PROBLEM DETAILS
Please repeat each of the records that follow, exactly as written.

AVAILABLE RECORDS
▼

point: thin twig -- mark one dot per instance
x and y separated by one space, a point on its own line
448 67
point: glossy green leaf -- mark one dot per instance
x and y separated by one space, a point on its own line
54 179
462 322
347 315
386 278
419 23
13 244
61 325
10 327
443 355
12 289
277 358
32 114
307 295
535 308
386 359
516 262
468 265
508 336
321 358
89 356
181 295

▲

RESULT FOR THIS EXERCISE
point: thin twig -- mark one dot per instance
x and y separated by one space, a point on its own line
448 67
point: glossy green leaf -- mark one dot per instance
x and y separated by one space, a point on its own line
54 179
462 322
347 315
386 278
419 23
13 244
61 325
10 327
443 355
12 289
277 358
32 114
307 295
535 308
386 359
516 262
468 265
508 336
321 358
89 356
181 295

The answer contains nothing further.